begin Excerpted text
OK, I get what you are saying at that makes a whole lot of sense actually. That is what happened to us. There was a decent amount of birds in the area. We had some flocks fly close early on but again my idiot friends had there faces up, and it could have been a mix of decoys and or calling but either way they flared. They did this a couple times. Until finally they just all flew high over us. So then we left the decoys to go look for them. And found several fields a couple miles south of us loaded. It is hard to compete with fields with 10,000 real snows when you only have 600 decoys and two people calling.

You are saying find a field between two of the roosts or fields where the majority of the birds are, and they fly threw in smaller groups and decoy there. That makes more sense, because you can get them to come down in smaller groups.

Ok, so here are my plans and let me know what you guys think.
1. improve concealment
2. scout more and try to find a location where the birds are migrating between
3. make a homemade ecaller and buy a cd from nodakoutdoors
4. then buy some more econo sillosocks and paint them

Of course I am not going to be able to finish the last one or maybe even number three before the end of this season, but I have the summer.


----------



## trey5150 (Oct 10, 2009)

I am also new to snow goose hunting. i have been told that by putting white socks on the heads of canada decs works to pass them off and blues. Does any one know if this works? Does any one recomend mixing in some canada decs?


----------



## Codeman (Mar 9, 2010)

I have also heard that putting the socks on the heads of canadas makes them look like blues. but then I thought, sometimes you see dark geese in with the snows and blues. So correct me if i am wrong, since I am new, but I think that you could put them in your arsenal but just put them kinda off the group of snows and blues and have them in there own little groups. I think that would work better than using them with the socks on there heads. I think the geese would see that something is up on the all white heads. If you could make some kind of tight fitting sleeve that you could slip over the heads and then paint a decent looking beak I think you could use them as blues then. If you do not have access to something like that and are skeptical on tryin the sock thing just do what I said above about setting them up with the snows and put them a little ways away and kind of in there own group.

You could maybe even mix them in, as long as the dark geese are all by each other because this year I have seen a lot of snows mixing in with canadians. These are just my opinions and ideas, and I am by no means a pro, I am a beginner such as you so hopefully someone more knowledgable can chime in


----------



## goosegrinder (Mar 4, 2005)

IMO, all you are doing by using canada decoys(with socks or without) in your snow goose spread is...1)making more work for yourself and 2) giving the birds something else to pick apart while they work the spread. Have I done it,yep. Have I noticed any benefit to using them,nope.Haven't taken a non-snow goose decoy into a field in probably 7 years. Save the hassle and use snow goose decoys.

Alex


----------



## Codeman (Mar 9, 2010)
end Excerpted text
begin Source records
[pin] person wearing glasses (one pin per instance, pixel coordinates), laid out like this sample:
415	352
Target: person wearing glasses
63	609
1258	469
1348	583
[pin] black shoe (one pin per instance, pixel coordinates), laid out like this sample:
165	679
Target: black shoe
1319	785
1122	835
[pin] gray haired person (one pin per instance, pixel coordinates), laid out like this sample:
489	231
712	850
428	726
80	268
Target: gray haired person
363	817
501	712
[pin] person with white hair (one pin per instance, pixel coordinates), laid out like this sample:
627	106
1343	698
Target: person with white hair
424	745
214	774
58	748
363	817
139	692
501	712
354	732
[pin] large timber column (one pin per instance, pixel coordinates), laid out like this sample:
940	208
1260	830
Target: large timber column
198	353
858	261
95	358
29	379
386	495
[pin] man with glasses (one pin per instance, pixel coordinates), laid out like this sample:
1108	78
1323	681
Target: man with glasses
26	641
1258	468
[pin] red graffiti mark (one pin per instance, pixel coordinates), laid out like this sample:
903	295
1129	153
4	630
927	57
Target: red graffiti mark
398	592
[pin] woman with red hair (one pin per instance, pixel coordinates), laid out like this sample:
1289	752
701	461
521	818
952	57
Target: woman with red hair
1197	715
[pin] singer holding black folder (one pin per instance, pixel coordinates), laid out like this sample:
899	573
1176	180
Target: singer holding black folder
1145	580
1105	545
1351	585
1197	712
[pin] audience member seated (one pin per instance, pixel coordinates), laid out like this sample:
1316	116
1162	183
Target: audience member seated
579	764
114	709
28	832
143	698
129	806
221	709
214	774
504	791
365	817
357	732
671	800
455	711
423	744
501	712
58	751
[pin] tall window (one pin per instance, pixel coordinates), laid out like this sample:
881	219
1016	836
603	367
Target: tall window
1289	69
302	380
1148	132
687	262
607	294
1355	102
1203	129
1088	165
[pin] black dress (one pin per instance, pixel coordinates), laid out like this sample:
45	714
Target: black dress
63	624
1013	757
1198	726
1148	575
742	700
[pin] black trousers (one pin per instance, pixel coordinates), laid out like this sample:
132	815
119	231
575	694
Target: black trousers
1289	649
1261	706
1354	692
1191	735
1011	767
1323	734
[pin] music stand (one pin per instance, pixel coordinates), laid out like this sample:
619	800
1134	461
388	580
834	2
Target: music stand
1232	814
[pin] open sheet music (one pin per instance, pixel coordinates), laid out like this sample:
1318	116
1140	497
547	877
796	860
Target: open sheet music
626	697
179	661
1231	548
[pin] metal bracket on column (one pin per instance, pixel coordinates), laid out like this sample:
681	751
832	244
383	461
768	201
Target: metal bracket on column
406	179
end Source records
_Problems and tasks:_
**a.** List the numbered plans in the goose-hunting thread.
**b.** Show every line of the entries that contains the word "stand", with case counting.

_Expected responses:_
**a.**
1. improve concealment
2. scout more and try to find a location where the birds are migrating between
3. make a homemade ecaller and buy a cd from nodakoutdoors
4. then buy some more econo sillosocks and paint them

**b.**
[pin] music stand (one pin per instance, pixel coordinates), laid out like this sample:
Target: music stand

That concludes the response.